» PROVIDED INFORMATION

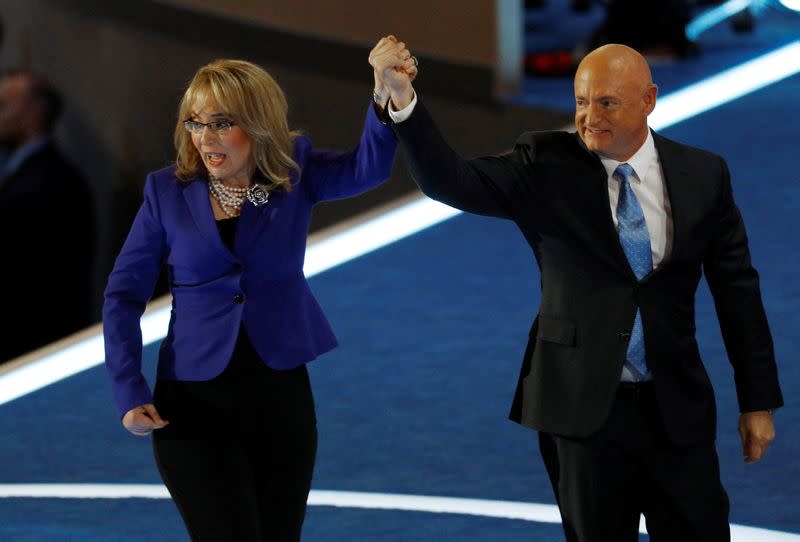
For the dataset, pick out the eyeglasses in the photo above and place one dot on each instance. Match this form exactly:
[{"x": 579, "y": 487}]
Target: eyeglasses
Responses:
[{"x": 220, "y": 127}]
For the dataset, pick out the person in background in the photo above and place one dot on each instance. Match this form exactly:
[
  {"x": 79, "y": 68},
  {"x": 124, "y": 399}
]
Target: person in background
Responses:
[
  {"x": 232, "y": 415},
  {"x": 47, "y": 221},
  {"x": 623, "y": 223}
]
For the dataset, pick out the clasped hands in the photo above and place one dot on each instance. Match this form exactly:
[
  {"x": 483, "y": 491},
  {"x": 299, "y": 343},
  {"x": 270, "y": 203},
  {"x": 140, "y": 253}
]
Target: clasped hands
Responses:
[{"x": 394, "y": 69}]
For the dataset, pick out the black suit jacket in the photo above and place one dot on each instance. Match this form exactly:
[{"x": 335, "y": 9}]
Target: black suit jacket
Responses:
[
  {"x": 47, "y": 238},
  {"x": 556, "y": 191}
]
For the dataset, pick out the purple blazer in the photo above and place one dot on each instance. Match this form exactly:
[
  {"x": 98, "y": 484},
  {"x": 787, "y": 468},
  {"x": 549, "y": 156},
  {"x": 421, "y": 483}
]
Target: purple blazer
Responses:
[{"x": 260, "y": 285}]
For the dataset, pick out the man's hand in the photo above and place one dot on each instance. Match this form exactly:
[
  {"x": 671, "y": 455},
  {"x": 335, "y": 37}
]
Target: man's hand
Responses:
[
  {"x": 142, "y": 420},
  {"x": 394, "y": 69},
  {"x": 757, "y": 432}
]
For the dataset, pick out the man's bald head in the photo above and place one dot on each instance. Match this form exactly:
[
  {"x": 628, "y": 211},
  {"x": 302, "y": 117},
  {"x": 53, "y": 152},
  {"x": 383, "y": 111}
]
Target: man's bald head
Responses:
[{"x": 614, "y": 94}]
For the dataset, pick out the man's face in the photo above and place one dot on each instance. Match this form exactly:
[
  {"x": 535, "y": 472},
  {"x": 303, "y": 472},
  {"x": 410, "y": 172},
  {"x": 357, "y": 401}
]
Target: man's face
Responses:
[
  {"x": 16, "y": 110},
  {"x": 611, "y": 111}
]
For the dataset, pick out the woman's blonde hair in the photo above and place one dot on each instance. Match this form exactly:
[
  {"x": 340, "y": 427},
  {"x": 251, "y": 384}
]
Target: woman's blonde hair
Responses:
[{"x": 255, "y": 103}]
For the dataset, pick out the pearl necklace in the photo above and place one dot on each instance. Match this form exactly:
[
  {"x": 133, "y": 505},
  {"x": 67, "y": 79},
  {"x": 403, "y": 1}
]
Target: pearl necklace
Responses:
[{"x": 230, "y": 199}]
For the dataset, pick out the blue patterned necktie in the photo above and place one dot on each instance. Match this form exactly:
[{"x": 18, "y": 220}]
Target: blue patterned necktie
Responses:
[{"x": 635, "y": 241}]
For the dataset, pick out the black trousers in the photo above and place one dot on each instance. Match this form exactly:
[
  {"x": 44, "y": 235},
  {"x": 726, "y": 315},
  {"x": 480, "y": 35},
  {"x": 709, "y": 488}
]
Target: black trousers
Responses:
[
  {"x": 238, "y": 453},
  {"x": 603, "y": 483}
]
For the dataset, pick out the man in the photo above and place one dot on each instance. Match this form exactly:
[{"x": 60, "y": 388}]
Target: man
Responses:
[
  {"x": 46, "y": 222},
  {"x": 622, "y": 222}
]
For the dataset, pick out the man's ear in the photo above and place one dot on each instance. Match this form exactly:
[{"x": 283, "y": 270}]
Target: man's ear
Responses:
[{"x": 650, "y": 95}]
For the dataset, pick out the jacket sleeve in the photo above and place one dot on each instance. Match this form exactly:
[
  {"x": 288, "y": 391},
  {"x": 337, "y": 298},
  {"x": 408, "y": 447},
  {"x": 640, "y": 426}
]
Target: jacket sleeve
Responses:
[
  {"x": 336, "y": 175},
  {"x": 734, "y": 285},
  {"x": 130, "y": 286},
  {"x": 488, "y": 186}
]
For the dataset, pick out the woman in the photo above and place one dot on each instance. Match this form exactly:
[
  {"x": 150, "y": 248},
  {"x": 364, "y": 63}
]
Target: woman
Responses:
[{"x": 232, "y": 415}]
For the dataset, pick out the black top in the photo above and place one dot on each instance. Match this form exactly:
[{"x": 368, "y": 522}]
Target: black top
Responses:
[{"x": 227, "y": 230}]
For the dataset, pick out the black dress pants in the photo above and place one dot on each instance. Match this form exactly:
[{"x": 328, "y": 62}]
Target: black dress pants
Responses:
[
  {"x": 238, "y": 453},
  {"x": 604, "y": 482}
]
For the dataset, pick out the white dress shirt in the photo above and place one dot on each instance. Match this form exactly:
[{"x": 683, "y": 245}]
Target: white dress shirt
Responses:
[{"x": 648, "y": 185}]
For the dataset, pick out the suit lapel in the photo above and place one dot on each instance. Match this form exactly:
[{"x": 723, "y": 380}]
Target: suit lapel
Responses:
[
  {"x": 254, "y": 219},
  {"x": 197, "y": 198},
  {"x": 678, "y": 187},
  {"x": 599, "y": 183}
]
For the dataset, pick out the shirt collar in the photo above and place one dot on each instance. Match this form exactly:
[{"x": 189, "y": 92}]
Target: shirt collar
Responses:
[
  {"x": 640, "y": 161},
  {"x": 18, "y": 157}
]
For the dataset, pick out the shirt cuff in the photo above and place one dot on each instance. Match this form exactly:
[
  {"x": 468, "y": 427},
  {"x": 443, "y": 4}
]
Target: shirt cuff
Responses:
[{"x": 403, "y": 114}]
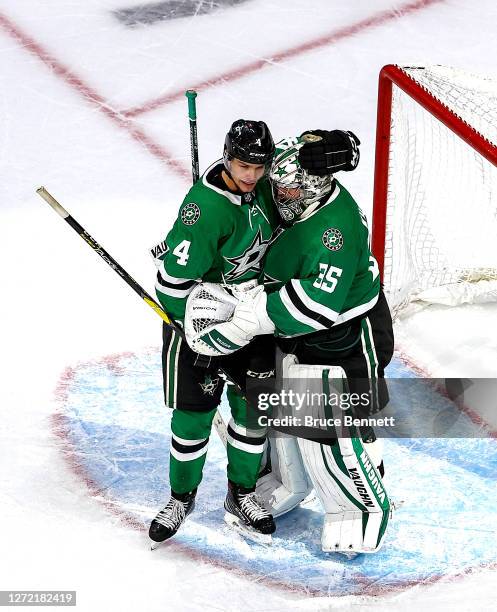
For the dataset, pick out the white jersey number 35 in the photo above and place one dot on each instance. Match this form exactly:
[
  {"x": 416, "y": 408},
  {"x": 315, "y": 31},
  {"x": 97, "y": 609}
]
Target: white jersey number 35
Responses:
[{"x": 328, "y": 278}]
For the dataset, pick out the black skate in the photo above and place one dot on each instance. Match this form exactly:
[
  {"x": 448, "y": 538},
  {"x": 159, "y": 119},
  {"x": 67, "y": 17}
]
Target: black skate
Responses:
[
  {"x": 247, "y": 515},
  {"x": 169, "y": 520}
]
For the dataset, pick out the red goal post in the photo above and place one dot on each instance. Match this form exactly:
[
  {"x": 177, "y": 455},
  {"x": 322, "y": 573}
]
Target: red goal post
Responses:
[{"x": 405, "y": 79}]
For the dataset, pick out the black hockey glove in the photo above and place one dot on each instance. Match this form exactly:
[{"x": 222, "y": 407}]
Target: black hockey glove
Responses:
[{"x": 328, "y": 152}]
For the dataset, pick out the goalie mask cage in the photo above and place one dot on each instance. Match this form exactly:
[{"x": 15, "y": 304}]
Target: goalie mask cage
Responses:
[{"x": 435, "y": 192}]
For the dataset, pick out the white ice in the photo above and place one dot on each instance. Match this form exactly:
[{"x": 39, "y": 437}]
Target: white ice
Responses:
[{"x": 61, "y": 305}]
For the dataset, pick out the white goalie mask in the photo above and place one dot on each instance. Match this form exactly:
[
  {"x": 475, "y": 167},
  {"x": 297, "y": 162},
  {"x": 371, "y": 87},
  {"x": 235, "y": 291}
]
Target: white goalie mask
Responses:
[{"x": 294, "y": 189}]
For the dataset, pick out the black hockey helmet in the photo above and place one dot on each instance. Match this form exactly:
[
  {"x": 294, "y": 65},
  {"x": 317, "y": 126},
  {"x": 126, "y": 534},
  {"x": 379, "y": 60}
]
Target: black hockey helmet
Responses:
[{"x": 250, "y": 142}]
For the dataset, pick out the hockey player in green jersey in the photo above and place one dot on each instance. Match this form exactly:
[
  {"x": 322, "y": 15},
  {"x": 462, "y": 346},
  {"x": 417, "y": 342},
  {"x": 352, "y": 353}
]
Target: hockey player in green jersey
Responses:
[
  {"x": 220, "y": 235},
  {"x": 324, "y": 303}
]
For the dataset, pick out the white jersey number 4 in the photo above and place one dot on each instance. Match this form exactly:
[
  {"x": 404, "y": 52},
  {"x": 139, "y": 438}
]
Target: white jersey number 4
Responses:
[{"x": 181, "y": 251}]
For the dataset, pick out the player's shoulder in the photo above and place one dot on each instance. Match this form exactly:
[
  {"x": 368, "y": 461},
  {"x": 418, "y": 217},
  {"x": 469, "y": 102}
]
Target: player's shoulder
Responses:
[
  {"x": 333, "y": 226},
  {"x": 206, "y": 200}
]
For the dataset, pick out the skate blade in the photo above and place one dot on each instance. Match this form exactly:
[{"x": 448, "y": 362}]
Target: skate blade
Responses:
[
  {"x": 247, "y": 532},
  {"x": 154, "y": 544}
]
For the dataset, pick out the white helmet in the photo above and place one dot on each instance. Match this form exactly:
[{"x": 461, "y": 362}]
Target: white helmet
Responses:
[{"x": 294, "y": 189}]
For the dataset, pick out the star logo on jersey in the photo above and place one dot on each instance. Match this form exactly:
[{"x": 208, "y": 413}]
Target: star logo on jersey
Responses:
[
  {"x": 190, "y": 214},
  {"x": 250, "y": 260},
  {"x": 280, "y": 172},
  {"x": 209, "y": 385},
  {"x": 332, "y": 239}
]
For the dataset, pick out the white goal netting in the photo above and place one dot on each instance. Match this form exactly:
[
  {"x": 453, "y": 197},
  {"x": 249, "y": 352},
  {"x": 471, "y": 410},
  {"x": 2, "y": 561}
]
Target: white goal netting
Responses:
[{"x": 441, "y": 232}]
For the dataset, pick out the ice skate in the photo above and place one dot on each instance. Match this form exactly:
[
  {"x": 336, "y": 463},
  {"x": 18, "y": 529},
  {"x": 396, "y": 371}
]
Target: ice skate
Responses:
[
  {"x": 170, "y": 519},
  {"x": 246, "y": 514}
]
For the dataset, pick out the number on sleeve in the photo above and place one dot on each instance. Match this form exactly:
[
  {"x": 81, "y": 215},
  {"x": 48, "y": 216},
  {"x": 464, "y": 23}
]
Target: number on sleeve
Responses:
[
  {"x": 181, "y": 251},
  {"x": 328, "y": 278}
]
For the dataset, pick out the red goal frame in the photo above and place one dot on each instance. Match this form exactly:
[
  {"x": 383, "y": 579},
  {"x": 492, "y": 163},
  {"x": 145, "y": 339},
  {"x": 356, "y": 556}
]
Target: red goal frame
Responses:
[{"x": 389, "y": 75}]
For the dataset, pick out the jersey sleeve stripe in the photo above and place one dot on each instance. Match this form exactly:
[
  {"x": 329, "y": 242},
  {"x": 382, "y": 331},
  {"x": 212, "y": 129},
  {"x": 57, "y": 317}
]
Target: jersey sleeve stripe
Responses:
[
  {"x": 355, "y": 312},
  {"x": 168, "y": 280},
  {"x": 298, "y": 313},
  {"x": 306, "y": 306},
  {"x": 174, "y": 291},
  {"x": 323, "y": 313}
]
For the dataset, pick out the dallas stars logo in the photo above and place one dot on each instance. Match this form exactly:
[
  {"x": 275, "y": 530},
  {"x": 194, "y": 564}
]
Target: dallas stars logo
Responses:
[
  {"x": 209, "y": 385},
  {"x": 249, "y": 260},
  {"x": 332, "y": 239}
]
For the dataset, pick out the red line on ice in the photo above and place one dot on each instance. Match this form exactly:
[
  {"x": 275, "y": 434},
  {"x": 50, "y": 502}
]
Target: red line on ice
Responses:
[
  {"x": 61, "y": 428},
  {"x": 327, "y": 39},
  {"x": 75, "y": 82}
]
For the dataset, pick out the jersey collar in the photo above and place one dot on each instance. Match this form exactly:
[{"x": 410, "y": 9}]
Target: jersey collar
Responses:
[
  {"x": 232, "y": 197},
  {"x": 317, "y": 206}
]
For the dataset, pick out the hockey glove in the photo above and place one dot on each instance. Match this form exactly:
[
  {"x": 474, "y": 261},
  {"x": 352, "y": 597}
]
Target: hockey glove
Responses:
[
  {"x": 250, "y": 313},
  {"x": 328, "y": 152},
  {"x": 216, "y": 324}
]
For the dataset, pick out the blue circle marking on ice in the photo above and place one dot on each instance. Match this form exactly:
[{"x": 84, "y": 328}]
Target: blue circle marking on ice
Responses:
[{"x": 119, "y": 427}]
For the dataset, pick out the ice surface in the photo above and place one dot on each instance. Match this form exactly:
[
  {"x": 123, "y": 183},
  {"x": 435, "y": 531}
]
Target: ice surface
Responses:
[{"x": 70, "y": 75}]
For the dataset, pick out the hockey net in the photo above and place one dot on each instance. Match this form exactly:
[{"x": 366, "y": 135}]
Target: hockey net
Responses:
[{"x": 435, "y": 201}]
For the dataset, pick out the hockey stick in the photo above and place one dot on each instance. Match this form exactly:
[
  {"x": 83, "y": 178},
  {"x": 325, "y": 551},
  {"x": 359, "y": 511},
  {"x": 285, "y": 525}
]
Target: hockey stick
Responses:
[
  {"x": 192, "y": 115},
  {"x": 129, "y": 280},
  {"x": 218, "y": 420}
]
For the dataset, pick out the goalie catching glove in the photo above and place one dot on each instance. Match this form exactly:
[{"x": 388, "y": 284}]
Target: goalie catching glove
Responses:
[
  {"x": 326, "y": 152},
  {"x": 219, "y": 321}
]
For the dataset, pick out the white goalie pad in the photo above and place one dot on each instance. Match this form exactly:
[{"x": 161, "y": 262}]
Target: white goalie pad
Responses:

» EXERCISE PROMPT
Copy, without any change, the lines above from the one containing "For the dataset, pick out the white goalie pad" to the end, both ends included. Add nothing else.

» OUTPUT BELOW
For the dataset, pick out the white goalie pad in the photo above and place one dot on each instance. Match this form exactly:
[{"x": 161, "y": 262}]
Target: white goalie pad
Responses:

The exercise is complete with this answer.